Qu’il me soit permis de faire quelques observations sur ce que dit ici Vaugelas. « Un excellent & judicieux écrivain peut inventer, dit-il, de nouvelles façons de parler qui seront reçues d’abord, pourvu qu’il y apporte toutes les circonstances requises ». Il me semble qu’apporter les circonstances requises n’est point une phrase françoise ; on apporte les attentions requises, on prend les précautions requises, mais on est dans les circonstances requises ou on les attend ; d’ailleurs un grand jugement, & la douceur que demande l’oreille, ne peuvent pas être regardés comme des circonstances, & moins encore comme circonstances d’un même objet. Vaugelas ajoute, & qu’on en use sobrement ; c’est une phrase louche : on ne sait s’il faut user sobrement d’un grand jugement, ou de la douceur que demande l’oreille, ou d’une phrase nouvellement inventée, ou du pouvoir d’en inventer de nouvelles. Il paroît par le sens que c’est sur ce dernier article que tombent les mots user sobrement ; mais par-là même la phrase, outre le vice que je viens d’y reprendre, est encore estropiée. « On dit qu’une phrase est estropiée quand il y manque quelque chose, & qu’elle n’a pas toute l’étendue qu’elle devroit avoir ». Bouh. Rem. nouv. t. II. p. 29. Or il manque à la phrase de Vaugelas le nom auquel il rapporte ces mots qu’on en use sobrement, je veux dire le pouvoir d’inventer de nouvelles phrases.

Exercice écrit 1: Relevez chaque ligne des enregistrements qui contient la chaîne « distant », en tenant compte de la casse.
L'extrait et les enregistrements ne proviennent pas de la même source.

Enregistrements fournis:
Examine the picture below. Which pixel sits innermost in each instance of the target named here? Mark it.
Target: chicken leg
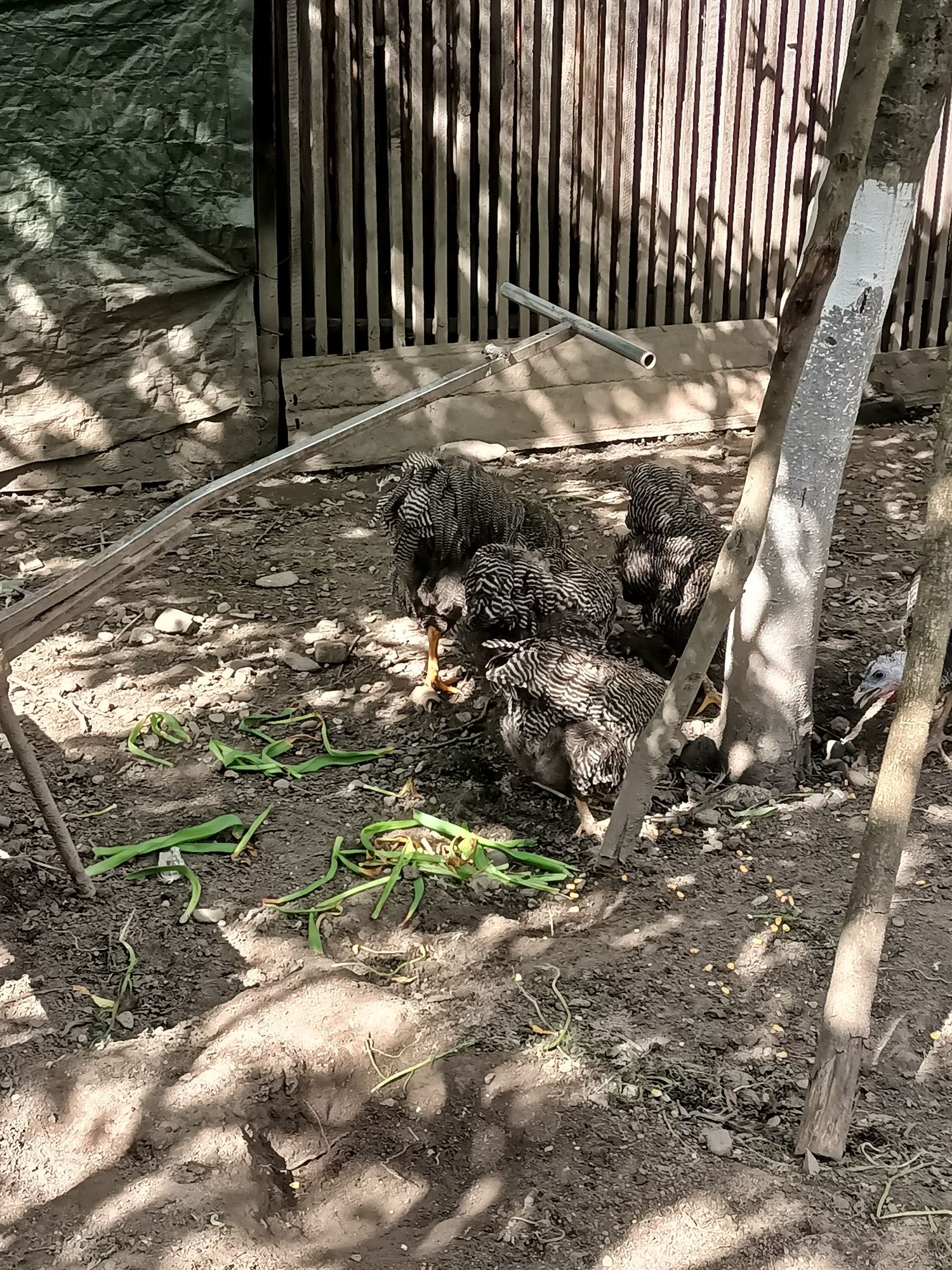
(713, 698)
(588, 826)
(433, 679)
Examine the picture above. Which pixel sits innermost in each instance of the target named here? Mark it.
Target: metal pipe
(581, 326)
(23, 752)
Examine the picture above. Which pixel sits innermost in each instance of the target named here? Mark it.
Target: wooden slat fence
(642, 162)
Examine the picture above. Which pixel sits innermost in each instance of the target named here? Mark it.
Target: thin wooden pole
(370, 172)
(849, 1005)
(32, 773)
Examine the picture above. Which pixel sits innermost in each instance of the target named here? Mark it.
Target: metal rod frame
(581, 326)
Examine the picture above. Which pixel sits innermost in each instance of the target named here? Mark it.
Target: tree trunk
(849, 143)
(767, 718)
(849, 1008)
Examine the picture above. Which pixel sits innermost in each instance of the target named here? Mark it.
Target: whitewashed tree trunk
(767, 717)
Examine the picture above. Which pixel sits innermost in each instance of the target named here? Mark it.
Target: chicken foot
(432, 679)
(713, 698)
(588, 826)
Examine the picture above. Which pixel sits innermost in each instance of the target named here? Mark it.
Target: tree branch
(849, 144)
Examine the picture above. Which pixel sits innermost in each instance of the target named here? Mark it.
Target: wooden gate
(642, 162)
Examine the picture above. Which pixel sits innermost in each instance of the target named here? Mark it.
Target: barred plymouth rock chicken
(572, 714)
(668, 556)
(441, 512)
(884, 676)
(515, 594)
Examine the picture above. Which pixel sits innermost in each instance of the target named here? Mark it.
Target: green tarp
(128, 246)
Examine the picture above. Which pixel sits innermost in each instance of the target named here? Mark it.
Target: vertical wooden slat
(417, 130)
(722, 227)
(345, 173)
(942, 233)
(686, 170)
(738, 209)
(295, 184)
(526, 97)
(588, 161)
(464, 158)
(706, 115)
(395, 171)
(507, 116)
(544, 194)
(645, 186)
(569, 76)
(370, 173)
(799, 117)
(764, 175)
(319, 175)
(670, 128)
(441, 149)
(609, 189)
(484, 302)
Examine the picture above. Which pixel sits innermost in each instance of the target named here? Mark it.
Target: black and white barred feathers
(515, 592)
(572, 712)
(441, 512)
(670, 553)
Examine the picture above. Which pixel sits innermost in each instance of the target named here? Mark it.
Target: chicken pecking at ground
(441, 511)
(668, 556)
(515, 592)
(572, 714)
(884, 676)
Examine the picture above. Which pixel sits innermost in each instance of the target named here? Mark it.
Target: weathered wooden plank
(545, 192)
(684, 354)
(648, 73)
(395, 171)
(507, 123)
(607, 279)
(343, 84)
(629, 110)
(295, 264)
(525, 139)
(569, 82)
(370, 172)
(417, 144)
(463, 163)
(441, 191)
(484, 227)
(319, 172)
(588, 154)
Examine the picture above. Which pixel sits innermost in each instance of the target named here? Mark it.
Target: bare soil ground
(234, 1122)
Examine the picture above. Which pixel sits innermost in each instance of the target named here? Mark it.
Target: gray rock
(209, 916)
(176, 622)
(475, 450)
(331, 652)
(719, 1142)
(299, 662)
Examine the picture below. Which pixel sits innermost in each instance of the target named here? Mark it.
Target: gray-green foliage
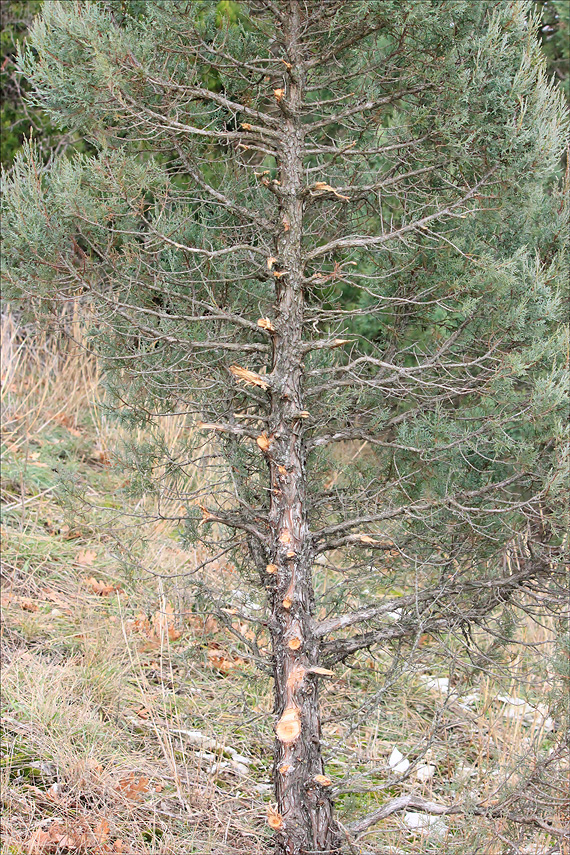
(455, 377)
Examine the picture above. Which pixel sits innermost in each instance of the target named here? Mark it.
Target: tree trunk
(304, 822)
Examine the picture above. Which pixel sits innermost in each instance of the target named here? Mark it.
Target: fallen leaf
(132, 787)
(86, 557)
(102, 589)
(221, 660)
(142, 712)
(101, 830)
(274, 819)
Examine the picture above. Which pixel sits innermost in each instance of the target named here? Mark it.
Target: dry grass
(109, 672)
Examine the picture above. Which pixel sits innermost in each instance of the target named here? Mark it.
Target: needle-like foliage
(334, 232)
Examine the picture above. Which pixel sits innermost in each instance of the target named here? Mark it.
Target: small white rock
(438, 684)
(425, 772)
(424, 822)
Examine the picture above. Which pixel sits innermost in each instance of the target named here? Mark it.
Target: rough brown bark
(304, 822)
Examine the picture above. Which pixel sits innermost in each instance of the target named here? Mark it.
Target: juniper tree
(331, 231)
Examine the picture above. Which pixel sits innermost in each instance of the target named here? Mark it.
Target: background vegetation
(128, 721)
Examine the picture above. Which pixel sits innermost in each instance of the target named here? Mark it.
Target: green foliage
(555, 39)
(455, 322)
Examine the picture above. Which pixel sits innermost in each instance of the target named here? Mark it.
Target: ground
(134, 722)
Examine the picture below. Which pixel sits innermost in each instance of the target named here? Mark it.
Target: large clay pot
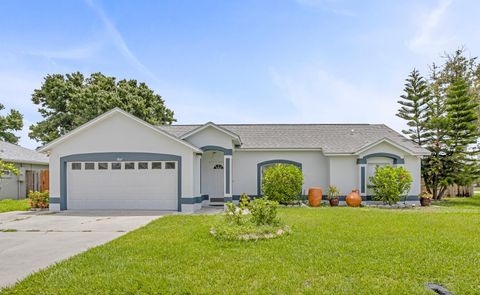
(334, 202)
(425, 202)
(315, 196)
(353, 199)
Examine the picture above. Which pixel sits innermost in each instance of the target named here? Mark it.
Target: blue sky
(258, 61)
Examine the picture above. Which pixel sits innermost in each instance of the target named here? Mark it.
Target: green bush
(390, 184)
(38, 199)
(233, 214)
(264, 212)
(282, 183)
(247, 231)
(244, 201)
(332, 192)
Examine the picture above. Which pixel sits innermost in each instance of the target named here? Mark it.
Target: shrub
(233, 214)
(332, 192)
(390, 184)
(38, 199)
(264, 212)
(425, 195)
(248, 231)
(282, 183)
(244, 201)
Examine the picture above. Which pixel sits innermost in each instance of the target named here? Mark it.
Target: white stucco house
(33, 168)
(118, 161)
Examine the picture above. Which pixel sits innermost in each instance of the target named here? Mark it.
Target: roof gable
(107, 115)
(17, 154)
(332, 139)
(198, 129)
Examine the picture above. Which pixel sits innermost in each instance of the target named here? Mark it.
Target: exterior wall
(119, 133)
(15, 187)
(314, 168)
(412, 163)
(344, 173)
(210, 136)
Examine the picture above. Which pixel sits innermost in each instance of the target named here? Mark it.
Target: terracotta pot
(353, 199)
(315, 196)
(333, 202)
(425, 202)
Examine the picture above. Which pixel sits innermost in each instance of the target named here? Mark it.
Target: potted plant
(332, 195)
(425, 198)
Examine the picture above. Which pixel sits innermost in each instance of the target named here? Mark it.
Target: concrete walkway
(30, 241)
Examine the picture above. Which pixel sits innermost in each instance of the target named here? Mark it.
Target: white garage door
(122, 185)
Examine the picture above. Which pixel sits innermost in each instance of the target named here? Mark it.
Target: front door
(212, 176)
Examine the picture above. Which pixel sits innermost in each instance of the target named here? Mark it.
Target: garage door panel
(155, 189)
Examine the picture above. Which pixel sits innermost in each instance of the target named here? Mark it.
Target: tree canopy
(442, 114)
(9, 123)
(68, 101)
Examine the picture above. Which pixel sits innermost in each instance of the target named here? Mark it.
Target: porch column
(362, 179)
(227, 161)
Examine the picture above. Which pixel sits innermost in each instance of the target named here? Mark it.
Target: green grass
(14, 205)
(331, 251)
(463, 203)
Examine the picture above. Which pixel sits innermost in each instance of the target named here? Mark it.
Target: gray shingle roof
(15, 153)
(331, 138)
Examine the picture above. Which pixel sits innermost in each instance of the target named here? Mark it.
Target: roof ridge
(277, 124)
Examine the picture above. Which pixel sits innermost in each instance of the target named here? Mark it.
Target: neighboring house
(33, 167)
(118, 161)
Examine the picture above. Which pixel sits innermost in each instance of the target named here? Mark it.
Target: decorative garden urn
(315, 196)
(353, 199)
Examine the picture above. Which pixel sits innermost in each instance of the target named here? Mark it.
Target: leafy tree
(390, 184)
(414, 107)
(68, 101)
(8, 123)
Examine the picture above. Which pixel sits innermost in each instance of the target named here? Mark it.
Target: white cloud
(72, 53)
(332, 6)
(320, 97)
(119, 42)
(432, 37)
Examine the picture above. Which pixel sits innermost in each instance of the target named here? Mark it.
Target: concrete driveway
(30, 241)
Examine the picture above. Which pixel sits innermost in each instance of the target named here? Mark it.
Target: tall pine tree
(463, 132)
(414, 107)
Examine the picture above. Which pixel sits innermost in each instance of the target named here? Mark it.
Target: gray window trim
(227, 175)
(396, 159)
(277, 161)
(226, 152)
(76, 163)
(112, 157)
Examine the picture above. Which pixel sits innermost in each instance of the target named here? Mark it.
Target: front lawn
(331, 250)
(14, 205)
(465, 203)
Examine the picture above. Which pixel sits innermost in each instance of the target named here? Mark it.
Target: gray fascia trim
(227, 176)
(396, 159)
(112, 157)
(227, 152)
(277, 161)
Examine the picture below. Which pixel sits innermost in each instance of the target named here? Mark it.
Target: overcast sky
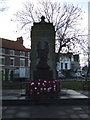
(8, 29)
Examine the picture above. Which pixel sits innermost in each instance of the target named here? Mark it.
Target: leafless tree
(66, 19)
(3, 6)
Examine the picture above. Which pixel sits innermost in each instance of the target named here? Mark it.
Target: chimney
(20, 40)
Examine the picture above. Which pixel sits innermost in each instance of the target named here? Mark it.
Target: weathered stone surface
(43, 65)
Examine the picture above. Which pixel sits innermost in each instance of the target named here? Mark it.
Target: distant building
(68, 65)
(15, 59)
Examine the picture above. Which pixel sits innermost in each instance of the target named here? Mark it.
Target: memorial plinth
(43, 65)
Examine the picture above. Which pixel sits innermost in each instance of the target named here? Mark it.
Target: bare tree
(66, 19)
(3, 6)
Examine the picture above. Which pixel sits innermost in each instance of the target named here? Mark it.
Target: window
(66, 66)
(28, 62)
(22, 62)
(11, 52)
(22, 53)
(3, 51)
(12, 61)
(61, 65)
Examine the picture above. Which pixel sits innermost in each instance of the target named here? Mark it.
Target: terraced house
(15, 59)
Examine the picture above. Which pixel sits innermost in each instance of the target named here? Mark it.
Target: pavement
(69, 104)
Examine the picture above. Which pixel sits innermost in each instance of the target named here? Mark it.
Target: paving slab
(49, 111)
(67, 97)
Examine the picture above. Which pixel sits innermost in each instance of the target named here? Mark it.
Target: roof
(12, 45)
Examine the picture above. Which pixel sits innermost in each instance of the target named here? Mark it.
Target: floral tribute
(43, 86)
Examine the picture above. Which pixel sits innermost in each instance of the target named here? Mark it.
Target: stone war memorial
(43, 61)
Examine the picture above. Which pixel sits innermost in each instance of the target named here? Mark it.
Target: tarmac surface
(69, 104)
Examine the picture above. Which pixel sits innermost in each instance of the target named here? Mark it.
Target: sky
(8, 29)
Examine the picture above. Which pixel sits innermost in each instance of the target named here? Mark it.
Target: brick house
(68, 65)
(15, 59)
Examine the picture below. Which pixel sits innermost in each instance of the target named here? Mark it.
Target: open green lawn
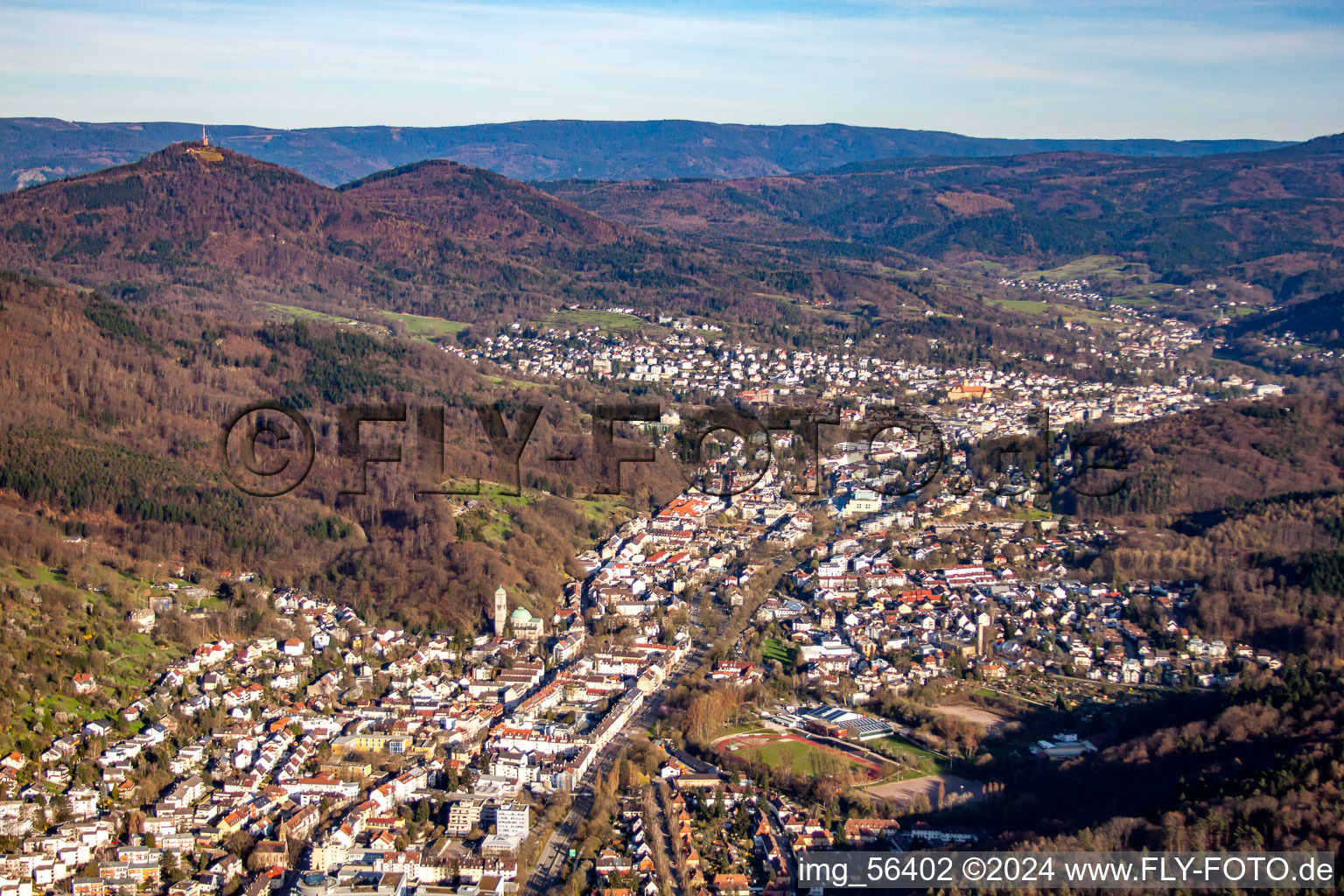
(1086, 268)
(1022, 305)
(295, 311)
(897, 747)
(779, 650)
(601, 507)
(802, 760)
(430, 328)
(589, 318)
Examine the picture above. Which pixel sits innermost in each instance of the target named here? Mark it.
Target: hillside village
(359, 758)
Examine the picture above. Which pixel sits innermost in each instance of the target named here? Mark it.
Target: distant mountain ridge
(35, 150)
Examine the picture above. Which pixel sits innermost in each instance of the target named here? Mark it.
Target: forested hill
(440, 240)
(1269, 218)
(109, 424)
(34, 150)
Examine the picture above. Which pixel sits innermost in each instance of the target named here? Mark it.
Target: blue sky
(1181, 69)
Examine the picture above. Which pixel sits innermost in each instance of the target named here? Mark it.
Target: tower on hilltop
(500, 612)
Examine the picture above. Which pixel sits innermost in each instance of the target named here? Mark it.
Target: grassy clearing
(1086, 268)
(589, 318)
(917, 760)
(1022, 305)
(306, 313)
(601, 507)
(802, 760)
(429, 328)
(780, 652)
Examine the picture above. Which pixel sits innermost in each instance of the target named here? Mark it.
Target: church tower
(500, 612)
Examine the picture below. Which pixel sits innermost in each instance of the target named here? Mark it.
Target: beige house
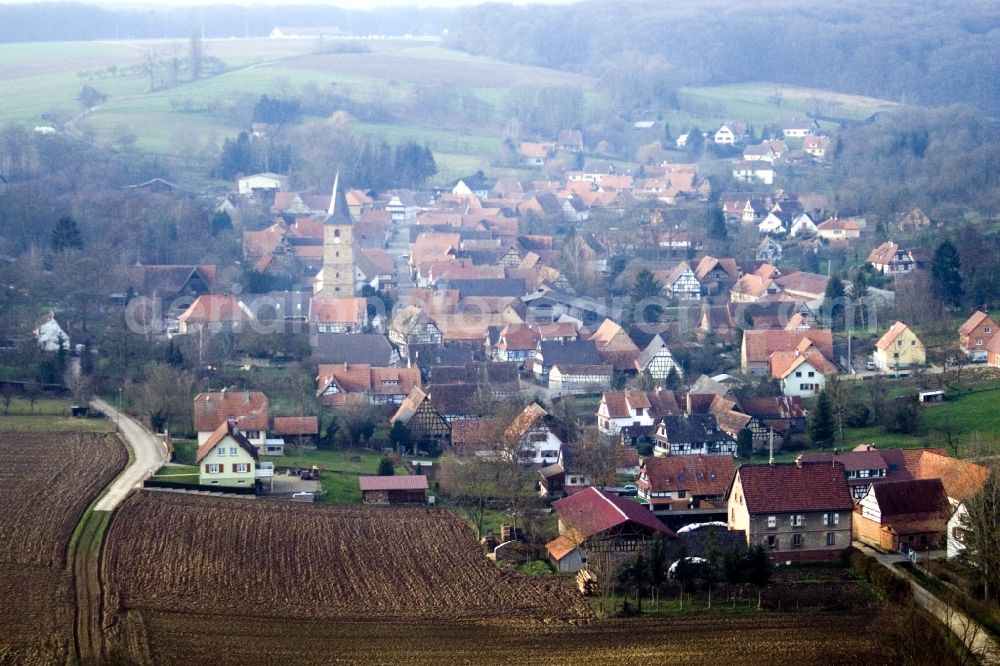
(797, 511)
(899, 349)
(227, 458)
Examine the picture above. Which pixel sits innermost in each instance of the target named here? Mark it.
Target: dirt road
(148, 455)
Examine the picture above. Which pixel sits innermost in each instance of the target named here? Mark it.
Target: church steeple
(337, 279)
(338, 212)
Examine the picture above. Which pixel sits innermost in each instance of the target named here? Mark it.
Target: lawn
(49, 415)
(339, 470)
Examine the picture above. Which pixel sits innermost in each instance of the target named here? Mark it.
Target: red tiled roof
(700, 475)
(918, 496)
(225, 428)
(212, 409)
(212, 308)
(972, 322)
(404, 482)
(890, 336)
(296, 425)
(593, 511)
(761, 344)
(784, 488)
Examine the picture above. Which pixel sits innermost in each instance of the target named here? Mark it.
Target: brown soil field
(768, 638)
(202, 580)
(287, 560)
(46, 482)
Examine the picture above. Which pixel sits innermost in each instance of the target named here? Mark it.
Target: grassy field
(339, 470)
(760, 103)
(48, 415)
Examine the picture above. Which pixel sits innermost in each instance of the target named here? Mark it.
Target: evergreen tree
(220, 222)
(646, 292)
(822, 428)
(386, 467)
(716, 224)
(65, 235)
(744, 444)
(833, 300)
(673, 379)
(946, 278)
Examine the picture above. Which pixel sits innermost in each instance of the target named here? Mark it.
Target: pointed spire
(338, 212)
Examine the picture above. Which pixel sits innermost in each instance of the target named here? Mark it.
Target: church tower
(338, 247)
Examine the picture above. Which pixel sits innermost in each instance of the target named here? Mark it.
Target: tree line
(897, 51)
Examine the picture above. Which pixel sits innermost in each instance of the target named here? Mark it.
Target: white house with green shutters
(227, 458)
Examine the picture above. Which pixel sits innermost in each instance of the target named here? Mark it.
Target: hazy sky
(346, 4)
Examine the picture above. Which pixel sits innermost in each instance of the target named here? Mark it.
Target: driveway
(148, 455)
(979, 642)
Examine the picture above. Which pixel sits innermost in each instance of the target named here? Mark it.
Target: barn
(393, 489)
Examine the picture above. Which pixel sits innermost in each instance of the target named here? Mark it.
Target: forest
(910, 52)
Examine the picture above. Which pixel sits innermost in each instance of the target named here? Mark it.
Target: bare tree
(471, 483)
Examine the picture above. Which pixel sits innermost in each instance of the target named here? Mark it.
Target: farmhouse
(536, 436)
(686, 483)
(226, 458)
(975, 335)
(407, 489)
(799, 512)
(425, 424)
(911, 513)
(899, 349)
(247, 408)
(354, 384)
(261, 182)
(631, 409)
(596, 527)
(689, 435)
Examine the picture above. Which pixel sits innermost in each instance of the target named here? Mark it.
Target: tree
(197, 54)
(758, 569)
(980, 525)
(90, 97)
(66, 235)
(833, 300)
(166, 398)
(717, 224)
(386, 467)
(744, 444)
(647, 297)
(946, 276)
(471, 483)
(399, 436)
(220, 221)
(822, 428)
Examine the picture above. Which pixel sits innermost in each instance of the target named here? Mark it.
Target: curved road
(148, 455)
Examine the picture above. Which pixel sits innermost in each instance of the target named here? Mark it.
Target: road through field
(148, 455)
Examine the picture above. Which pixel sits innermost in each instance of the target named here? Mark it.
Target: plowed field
(200, 580)
(46, 482)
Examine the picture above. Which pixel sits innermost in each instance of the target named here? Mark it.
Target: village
(444, 332)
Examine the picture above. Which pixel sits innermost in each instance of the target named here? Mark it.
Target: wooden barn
(393, 489)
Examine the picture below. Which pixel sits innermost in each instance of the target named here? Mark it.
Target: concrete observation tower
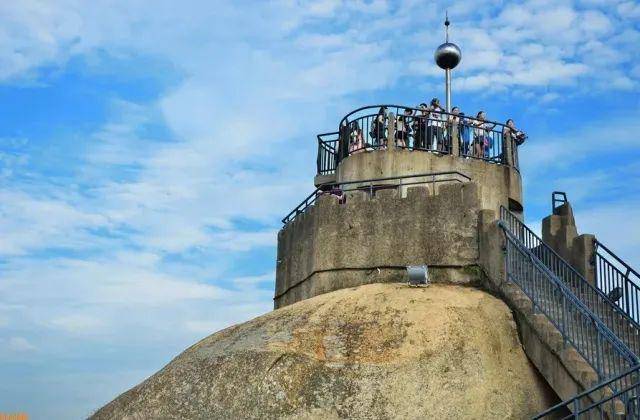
(400, 187)
(397, 186)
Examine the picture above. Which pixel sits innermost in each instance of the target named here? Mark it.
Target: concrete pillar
(391, 131)
(559, 231)
(582, 253)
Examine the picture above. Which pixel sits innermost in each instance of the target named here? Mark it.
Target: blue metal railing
(327, 160)
(367, 128)
(595, 342)
(617, 280)
(601, 402)
(620, 323)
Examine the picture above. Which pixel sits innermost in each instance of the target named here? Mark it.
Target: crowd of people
(429, 127)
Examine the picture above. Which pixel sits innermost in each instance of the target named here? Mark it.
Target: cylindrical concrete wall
(497, 184)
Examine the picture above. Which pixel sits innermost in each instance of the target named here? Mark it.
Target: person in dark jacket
(378, 128)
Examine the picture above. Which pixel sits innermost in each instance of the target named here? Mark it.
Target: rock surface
(373, 352)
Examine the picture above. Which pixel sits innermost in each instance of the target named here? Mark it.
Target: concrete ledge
(329, 281)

Exercice écrit 2: Rédigez la suite de l'extrait critiquant la phrase de Vaugelas, en commençant juste après sa dernière phrase.

Réponse 1:
Target: distant building
Target: distant mountain ridge

Réponse 2:
On sent bien que s’il y a quelque chose de permis à cet égard, c’est sur-tout dans le sens figuré, par lequel on peut quelquefois introduire avec succès dans le langage un tour extraordinaire, ou une association de termes dont on n’a pas encore fait usage jusques-là. Mais, je l’ai dit, article Néologisme, il faut être fondé sur un besoin réel ou très-apparent, si fortè necesse est ; & dans ce cas-là même il faut être très-circonspect & agir avec retenue, dabitur licentia sumpta pudenter.

« Parler par phrases, dit le P. Bouhours, Rem. nouv. tome II. p. 426. c’est quitter une expression courte & simple qui se présente d’elle-même, pour en prendre une plus étendue & moins naturelle, qui a je ne sais quoi de fastueux… Un écrivain qui aime ce qu’on appelle phrase….. ne dira pas….. si vous saviez vous contenir dans de justes bornes, mais il dira, si vous aviez soin de retenir les mouvemens de votre esprit dans les bornes d’une juste modération…… Rien n’est plus opposé à la pureté de notre style ». c’est ordinairement le style que les jeunes gens remportent du college, où, au lieu de prescrire des regles utiles à la fécondité naturelle de leur âge, on leur donne quelquefois des secours & des motifs pour l’augmenter ; ce qui ne manque pas de produire les effets les plus contraires au but que l’on devoit se proposer, & que l’on se proposoit peut-être.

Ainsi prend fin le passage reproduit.